◆ Task brief: Among the records that follow, set down only the lines from the one containing "Mark the wedding" to the one containing "pixel 292 552", both included, exactly.

┄┄┄┄┄┄┄┄┄┄

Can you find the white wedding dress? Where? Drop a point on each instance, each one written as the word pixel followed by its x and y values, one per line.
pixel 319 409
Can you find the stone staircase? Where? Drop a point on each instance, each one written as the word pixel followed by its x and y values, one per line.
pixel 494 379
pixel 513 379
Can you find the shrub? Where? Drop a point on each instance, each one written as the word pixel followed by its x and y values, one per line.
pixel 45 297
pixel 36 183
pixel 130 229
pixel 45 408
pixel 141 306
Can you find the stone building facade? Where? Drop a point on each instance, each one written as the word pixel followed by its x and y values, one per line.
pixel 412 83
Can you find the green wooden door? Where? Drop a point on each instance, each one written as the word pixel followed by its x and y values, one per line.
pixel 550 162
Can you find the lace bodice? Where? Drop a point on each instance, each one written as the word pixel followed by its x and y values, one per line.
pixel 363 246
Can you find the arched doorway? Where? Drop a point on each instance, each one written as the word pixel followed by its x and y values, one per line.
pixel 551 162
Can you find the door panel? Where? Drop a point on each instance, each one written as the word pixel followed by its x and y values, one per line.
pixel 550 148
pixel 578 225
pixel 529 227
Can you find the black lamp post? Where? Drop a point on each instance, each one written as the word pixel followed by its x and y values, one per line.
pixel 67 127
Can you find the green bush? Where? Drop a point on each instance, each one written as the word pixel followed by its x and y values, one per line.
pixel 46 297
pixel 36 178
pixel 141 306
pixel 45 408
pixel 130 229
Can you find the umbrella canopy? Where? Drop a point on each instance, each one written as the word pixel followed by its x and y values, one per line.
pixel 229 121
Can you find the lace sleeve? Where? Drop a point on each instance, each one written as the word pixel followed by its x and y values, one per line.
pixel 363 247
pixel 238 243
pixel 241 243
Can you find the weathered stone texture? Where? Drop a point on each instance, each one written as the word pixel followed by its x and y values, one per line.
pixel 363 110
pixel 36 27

┄┄┄┄┄┄┄┄┄┄

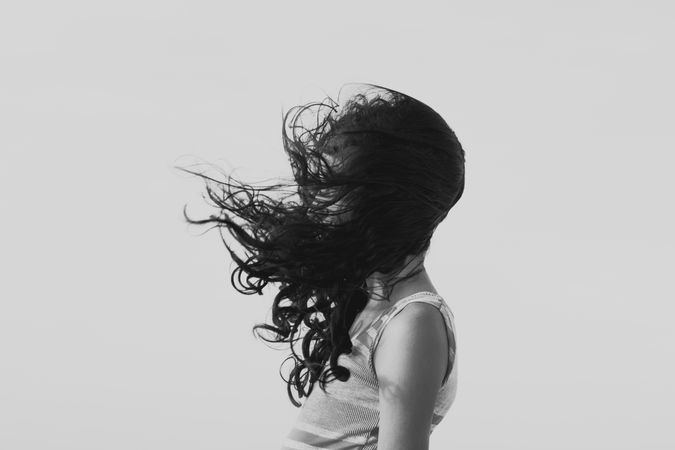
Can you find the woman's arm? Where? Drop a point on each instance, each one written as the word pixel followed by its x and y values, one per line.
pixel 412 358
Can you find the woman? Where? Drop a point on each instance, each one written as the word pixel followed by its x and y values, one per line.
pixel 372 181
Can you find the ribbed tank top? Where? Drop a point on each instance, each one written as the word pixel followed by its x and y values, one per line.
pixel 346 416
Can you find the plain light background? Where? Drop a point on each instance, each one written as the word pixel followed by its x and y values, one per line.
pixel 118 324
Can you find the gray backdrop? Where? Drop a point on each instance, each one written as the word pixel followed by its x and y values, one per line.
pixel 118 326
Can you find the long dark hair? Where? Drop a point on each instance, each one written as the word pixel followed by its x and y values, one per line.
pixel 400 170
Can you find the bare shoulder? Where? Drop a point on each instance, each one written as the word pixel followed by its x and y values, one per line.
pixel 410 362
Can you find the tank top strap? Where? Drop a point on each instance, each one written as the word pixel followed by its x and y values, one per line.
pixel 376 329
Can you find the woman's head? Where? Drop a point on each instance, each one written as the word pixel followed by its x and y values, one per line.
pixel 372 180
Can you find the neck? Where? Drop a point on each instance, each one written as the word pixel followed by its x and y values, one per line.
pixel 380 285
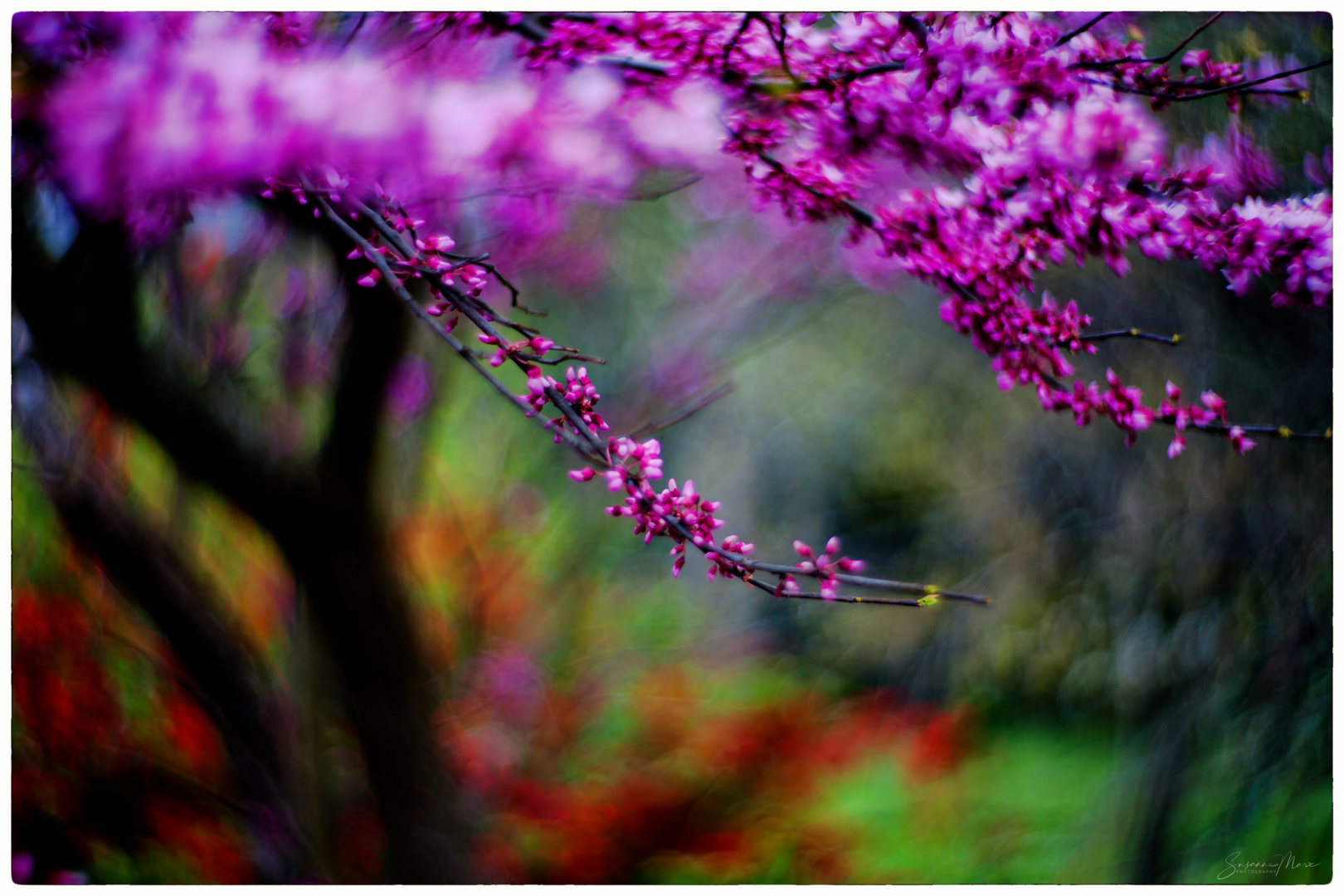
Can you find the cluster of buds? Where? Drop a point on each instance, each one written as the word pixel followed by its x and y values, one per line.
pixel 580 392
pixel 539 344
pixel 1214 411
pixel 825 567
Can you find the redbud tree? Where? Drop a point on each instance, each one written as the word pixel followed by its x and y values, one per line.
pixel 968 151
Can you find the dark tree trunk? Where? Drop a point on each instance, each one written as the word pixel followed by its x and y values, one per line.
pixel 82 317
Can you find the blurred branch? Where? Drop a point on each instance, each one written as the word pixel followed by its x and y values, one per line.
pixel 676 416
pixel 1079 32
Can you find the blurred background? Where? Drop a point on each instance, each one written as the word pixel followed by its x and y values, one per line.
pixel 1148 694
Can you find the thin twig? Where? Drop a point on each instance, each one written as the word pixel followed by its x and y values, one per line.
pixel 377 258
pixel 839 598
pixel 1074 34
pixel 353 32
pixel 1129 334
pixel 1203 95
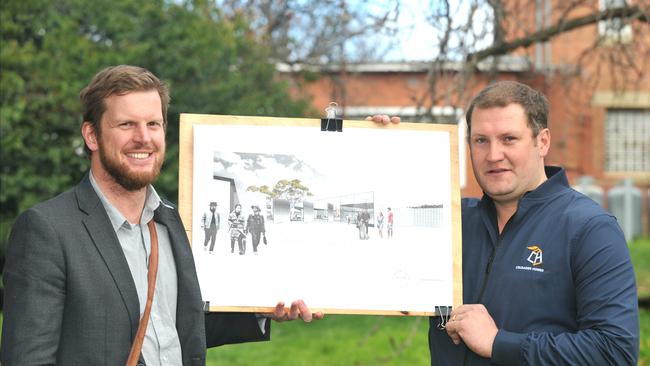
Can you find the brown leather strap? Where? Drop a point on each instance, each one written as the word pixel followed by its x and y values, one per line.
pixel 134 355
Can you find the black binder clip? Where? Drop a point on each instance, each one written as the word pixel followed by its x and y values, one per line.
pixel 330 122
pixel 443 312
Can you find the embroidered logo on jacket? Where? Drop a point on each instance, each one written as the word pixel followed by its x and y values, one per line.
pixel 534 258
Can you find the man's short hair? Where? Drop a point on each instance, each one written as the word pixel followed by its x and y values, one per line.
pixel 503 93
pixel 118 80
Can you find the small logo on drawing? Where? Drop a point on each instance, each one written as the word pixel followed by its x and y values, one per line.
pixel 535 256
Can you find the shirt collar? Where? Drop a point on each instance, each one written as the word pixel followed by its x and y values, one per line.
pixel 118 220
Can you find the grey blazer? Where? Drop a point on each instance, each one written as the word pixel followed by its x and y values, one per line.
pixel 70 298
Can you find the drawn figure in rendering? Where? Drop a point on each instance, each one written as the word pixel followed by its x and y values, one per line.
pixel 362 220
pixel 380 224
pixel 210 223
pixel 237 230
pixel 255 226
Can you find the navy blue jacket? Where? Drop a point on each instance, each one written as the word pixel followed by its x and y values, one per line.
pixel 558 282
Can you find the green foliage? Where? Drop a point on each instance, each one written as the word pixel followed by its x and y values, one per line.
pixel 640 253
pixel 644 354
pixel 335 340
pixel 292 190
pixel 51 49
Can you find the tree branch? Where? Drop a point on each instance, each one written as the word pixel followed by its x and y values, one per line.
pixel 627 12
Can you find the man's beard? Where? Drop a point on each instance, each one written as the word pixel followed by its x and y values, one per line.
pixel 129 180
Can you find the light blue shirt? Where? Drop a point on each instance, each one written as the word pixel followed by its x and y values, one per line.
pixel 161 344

┄┄┄┄┄┄┄┄┄┄

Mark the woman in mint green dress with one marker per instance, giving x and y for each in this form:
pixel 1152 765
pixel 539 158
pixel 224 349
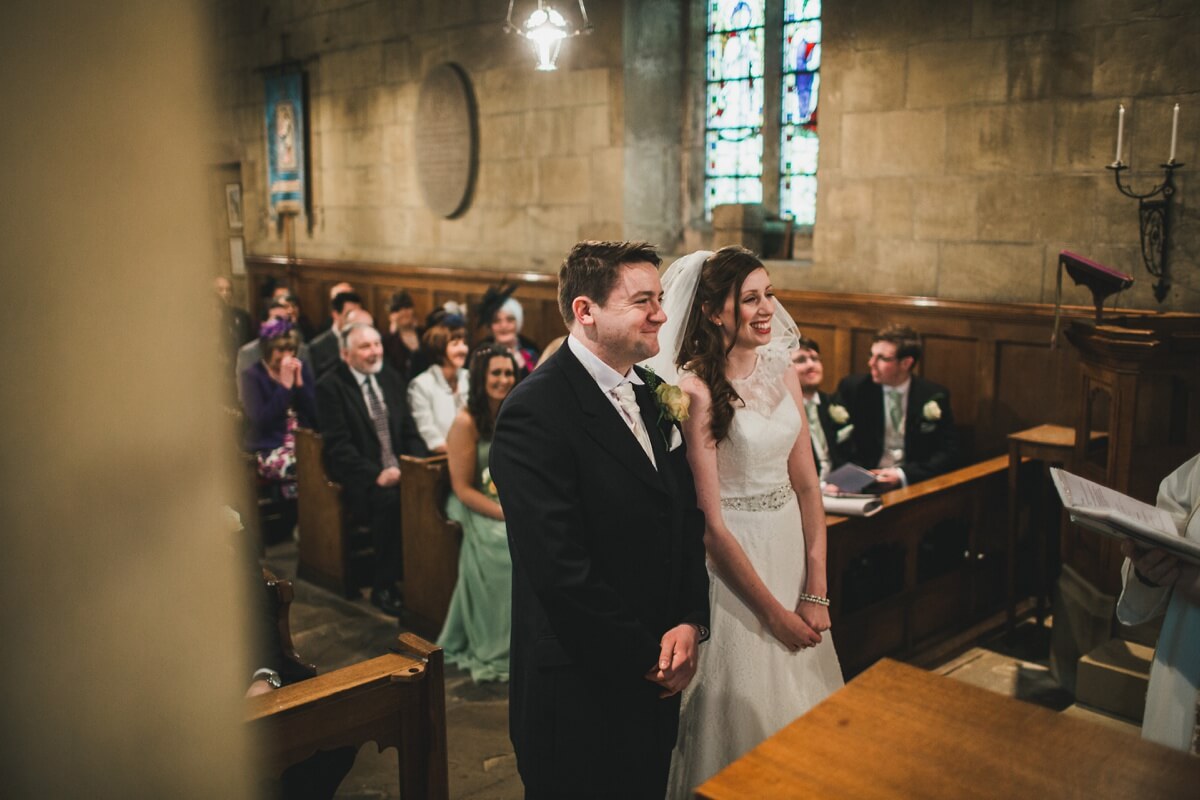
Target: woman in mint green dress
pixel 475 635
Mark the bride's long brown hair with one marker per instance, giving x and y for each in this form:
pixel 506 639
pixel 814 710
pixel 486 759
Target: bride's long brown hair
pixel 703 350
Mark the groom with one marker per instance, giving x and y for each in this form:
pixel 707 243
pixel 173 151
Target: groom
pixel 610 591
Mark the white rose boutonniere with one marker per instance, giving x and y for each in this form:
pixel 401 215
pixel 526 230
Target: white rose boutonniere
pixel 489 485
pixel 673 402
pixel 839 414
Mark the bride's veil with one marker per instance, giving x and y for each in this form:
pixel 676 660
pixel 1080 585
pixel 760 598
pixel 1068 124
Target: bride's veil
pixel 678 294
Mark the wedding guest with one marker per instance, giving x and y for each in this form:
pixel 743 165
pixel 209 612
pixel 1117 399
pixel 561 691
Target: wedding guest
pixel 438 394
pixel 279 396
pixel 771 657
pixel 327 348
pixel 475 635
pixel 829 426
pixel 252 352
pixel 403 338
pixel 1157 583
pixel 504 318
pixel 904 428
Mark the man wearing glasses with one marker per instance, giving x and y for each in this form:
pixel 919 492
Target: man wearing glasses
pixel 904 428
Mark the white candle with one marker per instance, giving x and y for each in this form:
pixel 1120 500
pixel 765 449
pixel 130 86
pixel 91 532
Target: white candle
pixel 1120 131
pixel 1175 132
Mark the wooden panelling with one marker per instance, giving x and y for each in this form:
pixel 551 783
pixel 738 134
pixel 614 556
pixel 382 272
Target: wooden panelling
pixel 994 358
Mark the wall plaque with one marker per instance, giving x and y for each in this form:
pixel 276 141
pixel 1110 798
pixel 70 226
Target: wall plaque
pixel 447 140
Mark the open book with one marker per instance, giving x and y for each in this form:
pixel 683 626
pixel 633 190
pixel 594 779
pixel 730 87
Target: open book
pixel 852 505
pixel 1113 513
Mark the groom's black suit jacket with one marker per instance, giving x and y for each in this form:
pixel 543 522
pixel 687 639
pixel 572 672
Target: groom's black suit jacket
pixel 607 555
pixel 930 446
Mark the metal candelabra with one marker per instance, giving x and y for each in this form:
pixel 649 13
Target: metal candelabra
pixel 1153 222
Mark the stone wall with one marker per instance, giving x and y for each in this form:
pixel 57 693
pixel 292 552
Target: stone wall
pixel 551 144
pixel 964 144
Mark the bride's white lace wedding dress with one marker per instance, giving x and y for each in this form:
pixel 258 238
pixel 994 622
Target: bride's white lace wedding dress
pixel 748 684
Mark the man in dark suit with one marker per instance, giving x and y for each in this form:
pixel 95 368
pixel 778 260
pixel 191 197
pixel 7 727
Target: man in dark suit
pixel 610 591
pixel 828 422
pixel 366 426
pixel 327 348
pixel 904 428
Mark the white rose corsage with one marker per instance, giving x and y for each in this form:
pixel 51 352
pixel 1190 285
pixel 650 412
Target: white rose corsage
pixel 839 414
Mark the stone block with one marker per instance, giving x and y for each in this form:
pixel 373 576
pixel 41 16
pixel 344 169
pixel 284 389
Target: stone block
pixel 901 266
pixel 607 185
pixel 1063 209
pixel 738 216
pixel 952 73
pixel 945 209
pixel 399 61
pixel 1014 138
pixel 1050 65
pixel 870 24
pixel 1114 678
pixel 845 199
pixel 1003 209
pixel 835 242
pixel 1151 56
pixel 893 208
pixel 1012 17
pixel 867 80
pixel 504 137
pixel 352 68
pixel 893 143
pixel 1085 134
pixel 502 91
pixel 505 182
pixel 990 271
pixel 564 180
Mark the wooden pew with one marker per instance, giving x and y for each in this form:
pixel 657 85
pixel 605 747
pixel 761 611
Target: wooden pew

┄┄┄┄┄┄┄┄┄┄

◆ Exercise result:
Mark the wedding guest with one marker per instance, giving x and y for each in this form:
pixel 743 165
pixel 209 612
pixel 1117 399
pixel 561 691
Target: wedding guest
pixel 438 394
pixel 279 396
pixel 771 657
pixel 327 348
pixel 475 635
pixel 829 426
pixel 252 352
pixel 403 338
pixel 1157 583
pixel 504 318
pixel 904 428
Mark the man wearing glasses with one marker per instance, giving x and y for each in this form:
pixel 919 492
Target: man wearing glasses
pixel 904 428
Mark the white candle with one marker per instance, giving x and y for each in this form:
pixel 1120 500
pixel 765 449
pixel 130 86
pixel 91 532
Target: white candle
pixel 1120 131
pixel 1175 132
Mark the wooden panelling with one marker per instance, giving x and y for each in this form:
pixel 551 783
pixel 738 134
pixel 614 556
pixel 382 272
Target: wooden panelling
pixel 994 358
Mark the wall plaque with one marker per instance, giving x and y for each in this form:
pixel 276 141
pixel 1110 798
pixel 70 226
Target: wall plaque
pixel 447 140
Mark the open book with one marker per instance, giving x and y for each in this form:
pixel 683 626
pixel 633 190
pixel 594 779
pixel 730 87
Target: open book
pixel 852 505
pixel 1113 513
Mark the groom's black suit jacket with one marker per instance, giving x and y for each in this form:
pixel 543 522
pixel 687 639
pixel 572 672
Target: groom's black suit jacket
pixel 607 555
pixel 930 446
Mark the metal candelabra with one marker per instance, giving x and y for each in this form:
pixel 649 13
Target: metal candelabra
pixel 1153 222
Mark the stone wall with one marker per instance, giving x and y for each in this form:
pixel 57 693
pixel 292 552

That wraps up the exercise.